Instruction: Copy everything from the line containing "the dog's front" down to the end of the records, requests included. Multiply each coordinate in the answers by 0.3 and round it to a whole number, rounding halves up.
──────── Stored data ────────
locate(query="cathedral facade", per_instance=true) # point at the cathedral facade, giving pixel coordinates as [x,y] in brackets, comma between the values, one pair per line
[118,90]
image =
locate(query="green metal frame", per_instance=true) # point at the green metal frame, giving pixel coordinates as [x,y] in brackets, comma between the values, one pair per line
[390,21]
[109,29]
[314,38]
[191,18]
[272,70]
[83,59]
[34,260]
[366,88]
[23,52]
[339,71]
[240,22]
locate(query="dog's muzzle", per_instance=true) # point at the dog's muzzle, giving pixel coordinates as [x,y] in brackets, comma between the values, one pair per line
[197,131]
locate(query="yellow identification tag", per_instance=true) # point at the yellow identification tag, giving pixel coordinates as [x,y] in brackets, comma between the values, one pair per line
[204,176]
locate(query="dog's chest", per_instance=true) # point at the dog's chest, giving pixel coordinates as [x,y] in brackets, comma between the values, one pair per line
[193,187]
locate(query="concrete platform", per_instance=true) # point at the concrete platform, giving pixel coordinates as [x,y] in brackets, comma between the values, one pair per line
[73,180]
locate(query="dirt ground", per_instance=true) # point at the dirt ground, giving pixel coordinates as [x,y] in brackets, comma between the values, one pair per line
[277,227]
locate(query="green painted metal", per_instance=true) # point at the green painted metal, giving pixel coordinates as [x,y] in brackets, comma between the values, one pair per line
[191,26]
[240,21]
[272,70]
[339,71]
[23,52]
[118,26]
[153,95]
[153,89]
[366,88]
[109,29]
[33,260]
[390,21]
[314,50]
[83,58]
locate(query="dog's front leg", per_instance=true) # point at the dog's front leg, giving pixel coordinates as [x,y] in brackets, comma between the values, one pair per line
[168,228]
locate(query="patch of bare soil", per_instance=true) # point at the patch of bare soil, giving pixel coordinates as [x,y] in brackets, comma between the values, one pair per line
────────
Answer:
locate(query="dog's front leg", per_instance=true) # point at the dog's front leg, giving pixel coordinates as [x,y] in brackets, comma between the values, one pair per line
[50,68]
locate(query="patch of bare soil", per_instance=true) # point at the patch of bare soil, giving pixel coordinates as [x,y] in brackets, comma between the values, one pair per line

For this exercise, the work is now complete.